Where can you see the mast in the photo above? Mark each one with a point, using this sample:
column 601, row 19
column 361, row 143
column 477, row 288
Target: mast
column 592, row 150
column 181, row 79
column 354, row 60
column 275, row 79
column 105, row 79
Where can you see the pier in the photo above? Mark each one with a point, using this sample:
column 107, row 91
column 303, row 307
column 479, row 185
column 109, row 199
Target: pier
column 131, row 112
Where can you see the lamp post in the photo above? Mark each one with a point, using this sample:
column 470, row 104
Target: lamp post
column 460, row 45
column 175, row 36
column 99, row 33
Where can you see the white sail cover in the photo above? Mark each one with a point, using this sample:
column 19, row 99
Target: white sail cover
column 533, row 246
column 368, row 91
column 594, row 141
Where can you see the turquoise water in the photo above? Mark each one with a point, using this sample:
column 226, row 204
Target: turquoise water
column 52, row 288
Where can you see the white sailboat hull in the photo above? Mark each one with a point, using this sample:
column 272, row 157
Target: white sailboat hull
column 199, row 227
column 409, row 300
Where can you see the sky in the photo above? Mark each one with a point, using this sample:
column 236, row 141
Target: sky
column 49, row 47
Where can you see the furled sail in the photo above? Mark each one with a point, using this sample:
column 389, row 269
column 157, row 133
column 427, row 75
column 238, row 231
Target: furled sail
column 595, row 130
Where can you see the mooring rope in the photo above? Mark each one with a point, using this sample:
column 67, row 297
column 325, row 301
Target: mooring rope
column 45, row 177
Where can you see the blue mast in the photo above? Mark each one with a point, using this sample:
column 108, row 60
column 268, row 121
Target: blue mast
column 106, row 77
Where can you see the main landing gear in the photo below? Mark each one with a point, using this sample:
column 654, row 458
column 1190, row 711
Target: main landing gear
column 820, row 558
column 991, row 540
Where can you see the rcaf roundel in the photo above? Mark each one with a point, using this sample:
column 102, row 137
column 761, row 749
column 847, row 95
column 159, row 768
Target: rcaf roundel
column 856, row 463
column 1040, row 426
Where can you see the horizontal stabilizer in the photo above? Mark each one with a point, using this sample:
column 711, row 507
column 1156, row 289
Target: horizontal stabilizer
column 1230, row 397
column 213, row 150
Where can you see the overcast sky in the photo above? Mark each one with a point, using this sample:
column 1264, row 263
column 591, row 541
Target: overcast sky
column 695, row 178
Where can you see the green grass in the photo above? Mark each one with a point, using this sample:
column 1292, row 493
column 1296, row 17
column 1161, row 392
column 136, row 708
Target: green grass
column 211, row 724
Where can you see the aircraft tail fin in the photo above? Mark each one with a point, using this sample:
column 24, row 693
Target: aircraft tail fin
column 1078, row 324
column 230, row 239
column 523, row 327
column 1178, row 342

####

> What you need to do
Copy out the full set of records precisely, leaving nothing out.

> Response to the exercise
Where can you see the mast in the photo above? Mark each one with a point, using this sample:
column 601, row 19
column 361, row 143
column 477, row 288
Target: mast
column 592, row 150
column 181, row 79
column 354, row 60
column 275, row 79
column 105, row 79
Where can you see the pier in the photo above? Mark each one with a point, using this sample:
column 107, row 91
column 303, row 307
column 479, row 185
column 109, row 199
Target: pier
column 131, row 112
Where can you see the lamp post in the photo above? Mark each one with a point, using this sample:
column 470, row 104
Target: lamp post
column 460, row 45
column 175, row 36
column 99, row 33
Where can you see the white sail cover in the photo above? Mark each one with a point, using this sample:
column 19, row 99
Target: white sail cover
column 533, row 246
column 368, row 91
column 594, row 141
Where can you see the turquoise water in the photo above? Mark each one with a point, using this sample:
column 226, row 204
Target: turquoise water
column 52, row 288
Where can you see the white sailboat hull in the photo above? Mark each one with a point, using this sample:
column 272, row 157
Target: white sailboat hull
column 199, row 227
column 409, row 300
Where can you see the sky in the photo above? Mark each one with a point, using this sample:
column 236, row 141
Target: sky
column 49, row 47
Where can you see the furled sail in the photo above? Mark each one with a point, using this sample:
column 389, row 269
column 157, row 133
column 427, row 75
column 238, row 231
Target: furled sail
column 595, row 130
Where can you see the mooring rope in the photo above? Mark each one with a point, using this sample:
column 67, row 297
column 325, row 301
Target: mooring rope
column 45, row 177
Where can you see the blue mast in the photo above? Mark each one with a point, using this sample:
column 108, row 60
column 268, row 121
Target: blue mast
column 106, row 77
Where can you see the main landing gear in the photo below? Mark each one with a point, using this sample:
column 654, row 458
column 1190, row 711
Target: main landing gear
column 820, row 558
column 991, row 540
Where can you see the rcaf roundel in the photo above? Mark each one with a point, using this sample:
column 102, row 137
column 761, row 749
column 847, row 95
column 159, row 768
Target: rcaf roundel
column 856, row 463
column 1040, row 426
Where can you see the horizontal stabilizer in the photo above? Mark each one with a point, using this sample:
column 711, row 507
column 1156, row 289
Target: horizontal stabilizer
column 1230, row 397
column 213, row 150
Where can you see the overcast sky in the photo above? Mark each one with a point, using this sample:
column 1264, row 263
column 591, row 541
Target: overcast sky
column 695, row 178
Where can you see the green grass in the photo above? Mark each one with a point, using this sample:
column 1292, row 493
column 1296, row 17
column 1161, row 392
column 136, row 708
Target: green grass
column 211, row 724
Where can you see the aircraft tail fin in the photo above? Mark each one with a point, using this sample:
column 24, row 693
Target: aircraft tail fin
column 1078, row 324
column 230, row 239
column 523, row 327
column 1178, row 342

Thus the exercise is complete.